Document source –
+++
Un certain nombre de travaux de ce type seront donc à réaliser sur la flotte actuelle au cours de la prochaine programmation.
QUESTION
Monsieur HELMER pourrait-il apporter quelques éclaircissements sur l'avenir de la propulsion nucléaire pour la flotte de surface ?
JEAN-YVES HELMER (DGA)
La propulsion nucléaire pour la flotte de surface n'a été envisagée que pour des porte-avions de cette espèce. Si nous construisions un deuxième porte-avions, se poserait la question du choix de cette propulsion nucléaire pour ce nouveau bâtiment. Toutes les options sont ouvertes à ce stade. Il faudra prendre en considération le coût de ce porte-avions pour l'équiper de la sorte, en sachant que nous ne ferons jamais exactement le même bâtiment. Il sera en effet développé pratiquement quinze ans après le premier, donc avec de nouvelles technologies. Il faudra donc reprendre une partie de la conception. Nous avons également des discussions avec les Britanniques qui ont de même un projet de porte-avions. Si nous nous décidions à faire le deuxième porte-avions, il faudrait examiner et mettre en balance une éventuelle collaboration avec les Britanniques.
Le sujet est aujourd'hui complètement ouvert et un certain nombre de travaux sont en cours. Toutes ces réflexions sont cependant tributaires d'une première décision, favorable ou non à la construction d'un second porte-avions.
ALAIN RICHARD
Ajoutons en cette phase d'essais et cette période d'interrogations ou d'observations sur les mises au point, que la propulsion nucléaire de ce porte-avions n'a pas donné lieu à de véritables incertitudes, ni d'ailleurs à de véritables innovations. Elle est en effet en ligne avec la propulsion nucléaire des sous-marins que seuls les Français, avec nos partenaires et alliés américains, savent pratiquement faire et sur laquelle nous ne connaissons pas d'aléas.
QUESTION
Avez-vous déjà estimé le surcoût pour la France occasionné par les coûts supplémentaires des quatre frégates commandées qui accompagneront ce bâtiment après le retrait britannique du programme " Horizon " ?
+++
Série d'exercices –
[A] Recopiez l'extrait sur les porte-avions de « JEAN-YVES HELMER (DGA) » jusqu'à « avec les Britanniques. » inclus, en remplaçant « Britanniques » par « Anglais ».
[B] Les affirmations suivantes concordent-elles avec l'extrait sur les porte-avions ? Répondez par oui ou par non pour chacune, en citant les mots décisifs de l'extrait.
(i) Concernant la propulsion d'un deuxième porte-avions, toutes les options restent ouvertes.
(ii) Un deuxième porte-avions serait construit exactement à l'identique du premier.
(iii) La propulsion nucléaire de ce porte-avions a donné lieu à de véritables innovations.
[C] Selon l'extrait sur les porte-avions, combien de temps après le premier un deuxième porte-avions serait-il développé ?

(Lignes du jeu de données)
+++
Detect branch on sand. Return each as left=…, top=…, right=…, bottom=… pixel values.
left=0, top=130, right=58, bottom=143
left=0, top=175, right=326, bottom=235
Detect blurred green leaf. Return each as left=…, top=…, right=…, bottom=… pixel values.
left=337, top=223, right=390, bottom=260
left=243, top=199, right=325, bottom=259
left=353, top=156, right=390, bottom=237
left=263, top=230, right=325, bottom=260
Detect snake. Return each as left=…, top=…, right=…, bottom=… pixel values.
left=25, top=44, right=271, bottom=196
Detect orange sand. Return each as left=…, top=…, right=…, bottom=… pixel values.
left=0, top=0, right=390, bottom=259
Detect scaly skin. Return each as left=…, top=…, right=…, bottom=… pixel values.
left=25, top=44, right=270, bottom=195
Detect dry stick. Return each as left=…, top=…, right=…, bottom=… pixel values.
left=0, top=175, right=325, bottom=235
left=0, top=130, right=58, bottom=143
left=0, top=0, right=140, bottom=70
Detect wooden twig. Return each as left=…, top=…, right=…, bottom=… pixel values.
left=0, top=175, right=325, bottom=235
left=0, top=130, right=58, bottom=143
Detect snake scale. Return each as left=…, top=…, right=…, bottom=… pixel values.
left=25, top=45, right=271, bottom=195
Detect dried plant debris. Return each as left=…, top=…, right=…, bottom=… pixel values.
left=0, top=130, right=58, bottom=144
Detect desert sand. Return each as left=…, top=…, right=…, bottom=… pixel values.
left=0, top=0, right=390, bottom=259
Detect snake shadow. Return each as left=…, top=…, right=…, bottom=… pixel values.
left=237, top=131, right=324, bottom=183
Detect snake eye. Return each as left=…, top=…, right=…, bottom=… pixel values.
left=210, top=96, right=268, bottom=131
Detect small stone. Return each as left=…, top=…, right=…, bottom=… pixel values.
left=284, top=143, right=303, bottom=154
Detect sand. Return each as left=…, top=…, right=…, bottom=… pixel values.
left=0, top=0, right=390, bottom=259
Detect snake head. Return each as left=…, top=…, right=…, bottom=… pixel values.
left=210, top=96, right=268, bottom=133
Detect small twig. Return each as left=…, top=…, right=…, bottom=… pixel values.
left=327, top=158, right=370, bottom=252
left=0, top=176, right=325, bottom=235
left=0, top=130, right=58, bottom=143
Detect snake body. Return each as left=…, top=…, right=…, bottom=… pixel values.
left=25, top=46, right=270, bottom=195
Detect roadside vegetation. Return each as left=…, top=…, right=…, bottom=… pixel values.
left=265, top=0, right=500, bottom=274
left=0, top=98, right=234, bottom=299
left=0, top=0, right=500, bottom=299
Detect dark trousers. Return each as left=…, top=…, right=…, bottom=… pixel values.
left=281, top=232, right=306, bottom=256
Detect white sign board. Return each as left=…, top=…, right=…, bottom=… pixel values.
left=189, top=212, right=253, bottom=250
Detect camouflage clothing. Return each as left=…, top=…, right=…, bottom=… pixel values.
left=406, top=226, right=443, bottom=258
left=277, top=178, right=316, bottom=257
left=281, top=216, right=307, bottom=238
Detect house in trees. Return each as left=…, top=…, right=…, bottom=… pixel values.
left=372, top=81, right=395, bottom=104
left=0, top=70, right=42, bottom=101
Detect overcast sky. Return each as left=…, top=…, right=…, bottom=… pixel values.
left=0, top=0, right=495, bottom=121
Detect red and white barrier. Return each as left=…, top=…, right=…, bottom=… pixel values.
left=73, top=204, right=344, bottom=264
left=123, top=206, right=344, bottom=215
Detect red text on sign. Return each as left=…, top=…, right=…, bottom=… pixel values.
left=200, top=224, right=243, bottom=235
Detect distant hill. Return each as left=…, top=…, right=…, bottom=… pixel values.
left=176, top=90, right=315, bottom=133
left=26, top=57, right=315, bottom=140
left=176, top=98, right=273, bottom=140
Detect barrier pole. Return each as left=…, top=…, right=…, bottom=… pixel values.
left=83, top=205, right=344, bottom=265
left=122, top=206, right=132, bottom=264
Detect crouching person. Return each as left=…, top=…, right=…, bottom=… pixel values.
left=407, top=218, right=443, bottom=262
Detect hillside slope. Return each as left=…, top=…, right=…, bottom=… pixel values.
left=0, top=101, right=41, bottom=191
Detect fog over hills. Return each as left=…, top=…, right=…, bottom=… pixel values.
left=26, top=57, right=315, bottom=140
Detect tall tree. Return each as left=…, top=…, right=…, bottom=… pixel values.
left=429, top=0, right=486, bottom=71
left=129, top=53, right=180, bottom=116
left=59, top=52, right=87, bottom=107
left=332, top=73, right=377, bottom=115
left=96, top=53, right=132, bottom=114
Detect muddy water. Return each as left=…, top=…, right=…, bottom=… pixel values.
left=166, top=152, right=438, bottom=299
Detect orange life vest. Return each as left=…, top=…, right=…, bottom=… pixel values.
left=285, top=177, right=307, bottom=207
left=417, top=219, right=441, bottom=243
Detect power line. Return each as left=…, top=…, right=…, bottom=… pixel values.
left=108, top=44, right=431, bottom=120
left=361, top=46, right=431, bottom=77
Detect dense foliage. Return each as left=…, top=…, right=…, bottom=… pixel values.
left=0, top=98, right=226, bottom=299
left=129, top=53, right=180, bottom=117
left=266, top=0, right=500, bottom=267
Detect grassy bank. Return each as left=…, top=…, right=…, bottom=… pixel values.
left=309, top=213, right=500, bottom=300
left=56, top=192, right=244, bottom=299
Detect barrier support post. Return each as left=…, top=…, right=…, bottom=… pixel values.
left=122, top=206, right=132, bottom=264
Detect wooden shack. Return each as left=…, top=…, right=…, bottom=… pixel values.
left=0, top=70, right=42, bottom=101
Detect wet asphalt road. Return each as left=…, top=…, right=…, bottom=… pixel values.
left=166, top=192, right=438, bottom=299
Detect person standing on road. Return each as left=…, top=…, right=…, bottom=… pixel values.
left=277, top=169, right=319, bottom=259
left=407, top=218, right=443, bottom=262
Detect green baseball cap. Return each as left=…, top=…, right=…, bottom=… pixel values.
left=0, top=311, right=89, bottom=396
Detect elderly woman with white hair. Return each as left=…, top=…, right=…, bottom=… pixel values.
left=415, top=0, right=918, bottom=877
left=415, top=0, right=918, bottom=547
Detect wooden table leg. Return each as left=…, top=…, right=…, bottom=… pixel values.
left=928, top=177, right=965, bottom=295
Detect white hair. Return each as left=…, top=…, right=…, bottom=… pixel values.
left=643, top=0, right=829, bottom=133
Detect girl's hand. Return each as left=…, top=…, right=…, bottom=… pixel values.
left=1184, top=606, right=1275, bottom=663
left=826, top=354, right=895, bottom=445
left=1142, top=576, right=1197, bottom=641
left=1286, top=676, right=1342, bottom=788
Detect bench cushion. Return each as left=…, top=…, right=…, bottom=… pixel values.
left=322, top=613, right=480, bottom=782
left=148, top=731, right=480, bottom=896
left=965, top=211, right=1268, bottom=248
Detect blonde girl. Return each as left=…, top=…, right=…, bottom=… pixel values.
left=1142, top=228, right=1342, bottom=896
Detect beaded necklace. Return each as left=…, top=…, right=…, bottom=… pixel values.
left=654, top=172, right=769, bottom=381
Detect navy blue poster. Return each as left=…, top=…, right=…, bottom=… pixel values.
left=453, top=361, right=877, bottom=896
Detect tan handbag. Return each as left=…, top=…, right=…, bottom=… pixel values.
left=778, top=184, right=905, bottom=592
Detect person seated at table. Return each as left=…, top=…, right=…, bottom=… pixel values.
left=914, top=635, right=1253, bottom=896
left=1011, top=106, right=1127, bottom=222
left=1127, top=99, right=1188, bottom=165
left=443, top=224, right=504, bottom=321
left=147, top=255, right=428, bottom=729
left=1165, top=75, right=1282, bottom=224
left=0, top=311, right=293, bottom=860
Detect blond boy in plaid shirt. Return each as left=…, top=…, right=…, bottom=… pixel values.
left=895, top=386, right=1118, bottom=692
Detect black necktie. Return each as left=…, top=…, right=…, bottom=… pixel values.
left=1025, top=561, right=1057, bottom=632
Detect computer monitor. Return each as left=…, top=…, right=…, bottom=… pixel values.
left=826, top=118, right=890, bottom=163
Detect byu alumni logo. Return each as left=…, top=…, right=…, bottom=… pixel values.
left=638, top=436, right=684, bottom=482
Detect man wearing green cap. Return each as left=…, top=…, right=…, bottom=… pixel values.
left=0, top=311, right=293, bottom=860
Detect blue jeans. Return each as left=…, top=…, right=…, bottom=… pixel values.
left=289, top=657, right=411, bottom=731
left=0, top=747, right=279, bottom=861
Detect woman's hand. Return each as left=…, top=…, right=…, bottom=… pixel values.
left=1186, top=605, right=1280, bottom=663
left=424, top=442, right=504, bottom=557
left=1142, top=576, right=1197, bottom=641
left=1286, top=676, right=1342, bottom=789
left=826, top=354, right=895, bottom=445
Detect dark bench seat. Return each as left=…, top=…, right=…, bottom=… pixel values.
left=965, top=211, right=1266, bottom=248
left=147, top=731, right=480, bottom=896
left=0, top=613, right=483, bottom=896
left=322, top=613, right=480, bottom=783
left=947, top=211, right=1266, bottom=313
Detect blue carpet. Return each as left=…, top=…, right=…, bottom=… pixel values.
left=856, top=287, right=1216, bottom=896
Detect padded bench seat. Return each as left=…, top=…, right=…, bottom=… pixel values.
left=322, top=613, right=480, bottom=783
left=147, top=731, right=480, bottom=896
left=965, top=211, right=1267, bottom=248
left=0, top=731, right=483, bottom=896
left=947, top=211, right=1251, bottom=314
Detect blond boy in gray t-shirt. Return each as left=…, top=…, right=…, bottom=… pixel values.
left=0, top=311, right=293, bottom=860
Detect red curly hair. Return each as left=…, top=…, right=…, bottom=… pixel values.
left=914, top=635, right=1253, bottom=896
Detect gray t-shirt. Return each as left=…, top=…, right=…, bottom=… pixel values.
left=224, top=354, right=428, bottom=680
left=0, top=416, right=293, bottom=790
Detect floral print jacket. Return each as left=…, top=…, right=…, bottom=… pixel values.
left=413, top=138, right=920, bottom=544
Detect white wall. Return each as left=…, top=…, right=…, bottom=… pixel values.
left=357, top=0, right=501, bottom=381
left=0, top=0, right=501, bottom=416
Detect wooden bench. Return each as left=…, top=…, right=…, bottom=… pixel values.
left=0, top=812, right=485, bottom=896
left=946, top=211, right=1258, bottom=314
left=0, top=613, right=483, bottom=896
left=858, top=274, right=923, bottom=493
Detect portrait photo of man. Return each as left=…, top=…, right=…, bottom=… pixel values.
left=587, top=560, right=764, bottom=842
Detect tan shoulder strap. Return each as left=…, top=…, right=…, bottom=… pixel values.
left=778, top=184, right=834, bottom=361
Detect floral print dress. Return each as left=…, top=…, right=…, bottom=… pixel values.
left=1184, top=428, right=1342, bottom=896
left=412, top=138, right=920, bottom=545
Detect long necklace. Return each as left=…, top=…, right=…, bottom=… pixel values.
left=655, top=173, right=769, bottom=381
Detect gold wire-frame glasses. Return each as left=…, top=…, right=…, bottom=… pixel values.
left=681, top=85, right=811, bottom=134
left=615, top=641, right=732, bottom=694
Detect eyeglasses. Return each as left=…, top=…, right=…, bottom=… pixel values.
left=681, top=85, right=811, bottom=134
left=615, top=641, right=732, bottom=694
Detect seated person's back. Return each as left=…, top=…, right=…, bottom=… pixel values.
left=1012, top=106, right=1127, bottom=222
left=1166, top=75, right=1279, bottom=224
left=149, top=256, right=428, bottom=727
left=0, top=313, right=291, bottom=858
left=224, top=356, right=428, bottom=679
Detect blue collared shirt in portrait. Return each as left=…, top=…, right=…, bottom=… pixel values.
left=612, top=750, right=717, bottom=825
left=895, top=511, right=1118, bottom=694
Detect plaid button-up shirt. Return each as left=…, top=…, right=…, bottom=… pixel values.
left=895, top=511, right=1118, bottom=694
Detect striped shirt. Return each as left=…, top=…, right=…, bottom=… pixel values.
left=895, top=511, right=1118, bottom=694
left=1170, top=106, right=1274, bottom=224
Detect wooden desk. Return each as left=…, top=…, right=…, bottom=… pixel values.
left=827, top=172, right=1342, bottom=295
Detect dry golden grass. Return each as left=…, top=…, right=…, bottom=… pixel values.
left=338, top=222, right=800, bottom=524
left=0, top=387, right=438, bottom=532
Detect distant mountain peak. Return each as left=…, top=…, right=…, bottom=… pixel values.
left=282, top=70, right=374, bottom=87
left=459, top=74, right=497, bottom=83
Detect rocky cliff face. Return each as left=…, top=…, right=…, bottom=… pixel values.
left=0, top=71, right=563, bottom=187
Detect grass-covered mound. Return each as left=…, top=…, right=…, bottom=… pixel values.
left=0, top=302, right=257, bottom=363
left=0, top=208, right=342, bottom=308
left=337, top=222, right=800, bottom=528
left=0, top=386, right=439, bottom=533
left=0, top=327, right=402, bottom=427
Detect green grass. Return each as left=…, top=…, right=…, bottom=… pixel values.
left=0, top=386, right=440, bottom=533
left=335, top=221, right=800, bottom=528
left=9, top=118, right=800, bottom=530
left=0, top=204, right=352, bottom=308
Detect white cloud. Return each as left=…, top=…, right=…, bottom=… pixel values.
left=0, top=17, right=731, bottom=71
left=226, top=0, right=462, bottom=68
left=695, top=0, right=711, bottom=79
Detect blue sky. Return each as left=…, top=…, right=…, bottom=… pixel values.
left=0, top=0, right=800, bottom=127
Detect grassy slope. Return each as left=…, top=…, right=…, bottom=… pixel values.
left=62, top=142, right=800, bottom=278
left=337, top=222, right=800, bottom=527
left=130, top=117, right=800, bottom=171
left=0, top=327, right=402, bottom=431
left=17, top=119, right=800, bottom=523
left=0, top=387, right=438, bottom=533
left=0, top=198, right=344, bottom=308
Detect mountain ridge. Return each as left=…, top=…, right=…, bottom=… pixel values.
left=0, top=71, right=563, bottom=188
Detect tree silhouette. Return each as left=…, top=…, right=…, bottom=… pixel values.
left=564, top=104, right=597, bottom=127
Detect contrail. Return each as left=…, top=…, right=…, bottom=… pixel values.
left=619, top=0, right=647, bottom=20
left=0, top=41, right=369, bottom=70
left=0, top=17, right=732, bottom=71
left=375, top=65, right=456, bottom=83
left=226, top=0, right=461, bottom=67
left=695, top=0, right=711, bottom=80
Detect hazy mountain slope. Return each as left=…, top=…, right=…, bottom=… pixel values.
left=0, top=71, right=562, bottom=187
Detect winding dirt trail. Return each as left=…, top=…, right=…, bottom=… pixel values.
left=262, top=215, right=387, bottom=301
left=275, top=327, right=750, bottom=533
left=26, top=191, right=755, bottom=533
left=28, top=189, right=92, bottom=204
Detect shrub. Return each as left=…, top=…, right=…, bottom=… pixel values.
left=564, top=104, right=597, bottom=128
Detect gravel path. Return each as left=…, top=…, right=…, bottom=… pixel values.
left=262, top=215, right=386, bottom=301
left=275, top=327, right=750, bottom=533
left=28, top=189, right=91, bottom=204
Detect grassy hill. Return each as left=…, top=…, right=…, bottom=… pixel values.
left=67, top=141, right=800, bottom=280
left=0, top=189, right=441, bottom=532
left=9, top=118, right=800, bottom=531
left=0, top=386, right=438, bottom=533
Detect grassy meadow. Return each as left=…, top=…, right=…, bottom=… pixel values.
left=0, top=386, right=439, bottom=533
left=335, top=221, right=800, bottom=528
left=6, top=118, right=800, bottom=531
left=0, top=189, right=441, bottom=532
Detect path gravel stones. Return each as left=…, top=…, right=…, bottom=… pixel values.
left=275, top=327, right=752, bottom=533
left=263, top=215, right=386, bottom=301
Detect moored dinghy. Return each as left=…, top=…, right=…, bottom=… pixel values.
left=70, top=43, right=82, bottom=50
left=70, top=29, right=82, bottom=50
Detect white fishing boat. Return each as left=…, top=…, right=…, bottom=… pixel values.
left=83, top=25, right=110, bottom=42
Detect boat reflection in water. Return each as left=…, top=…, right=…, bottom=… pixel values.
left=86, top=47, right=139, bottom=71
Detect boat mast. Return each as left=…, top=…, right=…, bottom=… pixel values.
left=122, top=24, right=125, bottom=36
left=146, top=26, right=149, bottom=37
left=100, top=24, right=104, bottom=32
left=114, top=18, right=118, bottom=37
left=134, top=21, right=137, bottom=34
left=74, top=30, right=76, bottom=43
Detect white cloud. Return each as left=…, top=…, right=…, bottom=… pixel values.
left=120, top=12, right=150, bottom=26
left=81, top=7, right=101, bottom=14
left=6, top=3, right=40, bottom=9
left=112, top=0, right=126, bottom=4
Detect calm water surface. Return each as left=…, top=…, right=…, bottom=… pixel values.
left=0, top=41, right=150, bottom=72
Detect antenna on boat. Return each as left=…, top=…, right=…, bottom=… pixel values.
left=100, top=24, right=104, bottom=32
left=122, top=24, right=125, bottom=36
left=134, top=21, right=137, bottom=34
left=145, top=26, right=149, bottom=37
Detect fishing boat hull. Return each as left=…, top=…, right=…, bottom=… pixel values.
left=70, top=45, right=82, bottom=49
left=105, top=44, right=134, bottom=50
+++
Réponses –
[A]
JEAN-YVES HELMER (DGA)
La propulsion nucléaire pour la flotte de surface n'a été envisagée que pour des porte-avions de cette espèce. Si nous construisions un deuxième porte-avions, se poserait la question du choix de cette propulsion nucléaire pour ce nouveau bâtiment. Toutes les options sont ouvertes à ce stade. Il faudra prendre en considération le coût de ce porte-avions pour l'équiper de la sorte, en sachant que nous ne ferons jamais exactement le même bâtiment. Il sera en effet développé pratiquement quinze ans après le premier, donc avec de nouvelles technologies. Il faudra donc reprendre une partie de la conception. Nous avons également des discussions avec les Anglais qui ont de même un projet de porte-avions. Si nous nous décidions à faire le deuxième porte-avions, il faudrait examiner et mettre en balance une éventuelle collaboration avec les Anglais.

[B]
(i) Oui : « Toutes les options sont ouvertes à ce stade. »
(ii) Non : « nous ne ferons jamais exactement le même bâtiment »
(iii) Non : « n'a pas donné lieu à de véritables incertitudes, ni d'ailleurs à de véritables innovations »

[C] Pratiquement quinze ans après le premier.